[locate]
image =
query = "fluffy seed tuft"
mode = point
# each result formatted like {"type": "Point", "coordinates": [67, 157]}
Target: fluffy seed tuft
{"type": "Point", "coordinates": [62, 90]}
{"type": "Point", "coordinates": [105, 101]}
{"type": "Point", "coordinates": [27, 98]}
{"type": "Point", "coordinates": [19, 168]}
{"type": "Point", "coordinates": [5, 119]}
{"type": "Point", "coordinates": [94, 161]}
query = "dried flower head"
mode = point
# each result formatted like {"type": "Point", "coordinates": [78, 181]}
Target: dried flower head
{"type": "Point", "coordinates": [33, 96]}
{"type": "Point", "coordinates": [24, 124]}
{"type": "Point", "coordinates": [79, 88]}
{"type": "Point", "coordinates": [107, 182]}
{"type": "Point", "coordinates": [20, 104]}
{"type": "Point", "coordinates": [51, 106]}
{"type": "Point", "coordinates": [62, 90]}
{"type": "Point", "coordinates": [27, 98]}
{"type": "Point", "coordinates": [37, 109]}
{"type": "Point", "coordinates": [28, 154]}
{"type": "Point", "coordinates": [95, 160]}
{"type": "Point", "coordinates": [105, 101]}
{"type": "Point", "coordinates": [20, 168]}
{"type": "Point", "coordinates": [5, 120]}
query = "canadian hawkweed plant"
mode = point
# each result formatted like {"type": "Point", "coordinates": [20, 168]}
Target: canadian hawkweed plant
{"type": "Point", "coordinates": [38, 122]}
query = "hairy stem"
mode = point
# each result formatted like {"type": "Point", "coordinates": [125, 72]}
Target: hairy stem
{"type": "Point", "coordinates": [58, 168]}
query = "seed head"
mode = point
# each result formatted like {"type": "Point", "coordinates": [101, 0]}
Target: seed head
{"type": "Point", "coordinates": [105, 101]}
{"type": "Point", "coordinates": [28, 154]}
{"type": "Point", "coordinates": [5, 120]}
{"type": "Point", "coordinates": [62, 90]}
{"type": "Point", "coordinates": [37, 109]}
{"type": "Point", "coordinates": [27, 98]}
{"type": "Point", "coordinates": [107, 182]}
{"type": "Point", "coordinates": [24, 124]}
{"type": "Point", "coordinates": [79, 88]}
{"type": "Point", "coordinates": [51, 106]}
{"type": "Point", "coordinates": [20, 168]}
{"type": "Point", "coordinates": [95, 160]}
────────────────
REQUIRED ACTION
Return the number of lines in the records holding the string "formatted", without any other words.

TASK SOLUTION
5